→ **Your instructions**:
Put the lines of the records below into a JSON list of strings, one string per line and no strings for blank lines, starting with the line that contains "find street lamp" and continuing through the last line of the records.

•••

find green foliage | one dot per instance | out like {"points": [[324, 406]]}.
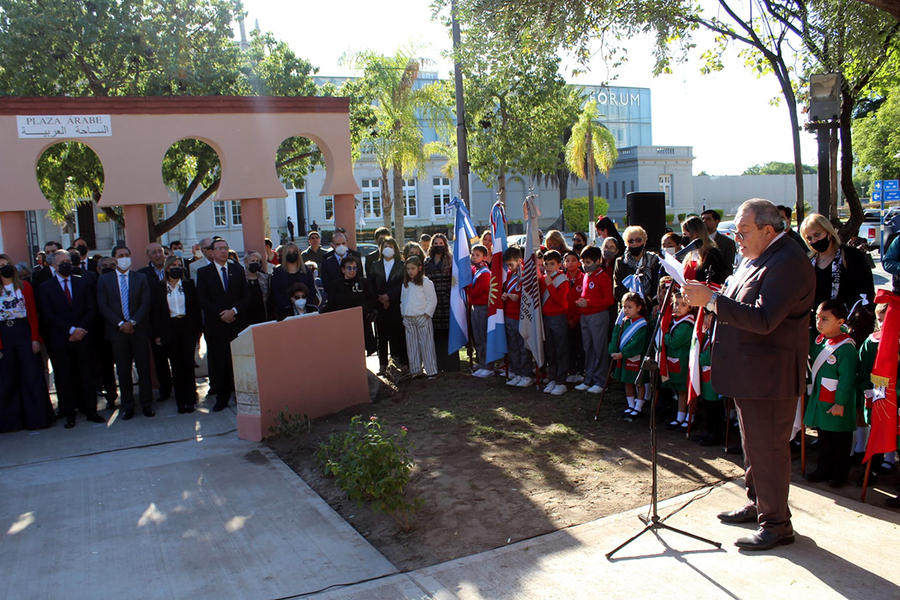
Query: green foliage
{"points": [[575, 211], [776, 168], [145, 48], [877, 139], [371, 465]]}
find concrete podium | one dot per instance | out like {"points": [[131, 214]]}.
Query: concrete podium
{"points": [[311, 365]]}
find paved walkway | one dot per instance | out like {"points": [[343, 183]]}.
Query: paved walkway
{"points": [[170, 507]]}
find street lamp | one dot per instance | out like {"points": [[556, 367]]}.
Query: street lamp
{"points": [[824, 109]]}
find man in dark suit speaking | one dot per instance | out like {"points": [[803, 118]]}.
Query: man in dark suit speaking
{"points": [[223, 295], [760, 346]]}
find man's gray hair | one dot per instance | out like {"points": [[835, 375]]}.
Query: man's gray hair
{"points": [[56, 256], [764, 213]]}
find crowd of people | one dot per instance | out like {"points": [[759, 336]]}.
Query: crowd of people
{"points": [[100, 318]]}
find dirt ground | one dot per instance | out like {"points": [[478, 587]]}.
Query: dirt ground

•••

→ **Exercise result**:
[
  "find street lamp | one dot per instance | out like {\"points\": [[556, 367]]}.",
  "Query: street lamp",
  "{\"points\": [[824, 109]]}",
  "find man in dark suit speaking | one dot per instance | out like {\"points\": [[803, 118]]}.",
  "Query: man in dark suit speaking",
  "{\"points\": [[223, 295], [760, 346]]}",
  "find man's gray hair | one dot per instance | out like {\"points\": [[835, 375]]}.",
  "Query: man's gray hair",
  "{\"points\": [[56, 256], [764, 213]]}",
  "find crowd of people | one dot per instance | out like {\"points\": [[759, 336]]}.",
  "Query: crowd of people",
  "{\"points\": [[100, 318]]}",
  "find dirt ground | one dot per instance | out like {\"points\": [[478, 587]]}.",
  "Query: dirt ground"
]